== The task ==
Your task is to extract every entry that follows word for word while excluding the pictures.

== Input data ==
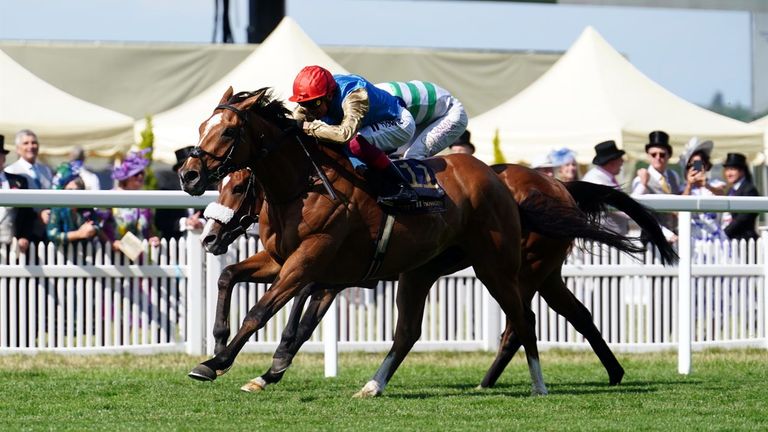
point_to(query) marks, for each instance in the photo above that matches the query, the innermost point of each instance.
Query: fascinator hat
(562, 156)
(695, 145)
(134, 163)
(66, 172)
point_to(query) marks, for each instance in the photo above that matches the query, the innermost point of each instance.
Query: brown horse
(240, 201)
(327, 237)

== Output for this exercise ==
point_to(query) marks, for each instance in the photo above that matches the query, the innermost point of each instance.
Query: fascinator hat
(562, 156)
(695, 145)
(134, 163)
(66, 172)
point_to(query) marks, for each instance in the photo above that matches the query, the innermost point of each instance.
Query: brown horse
(240, 201)
(327, 237)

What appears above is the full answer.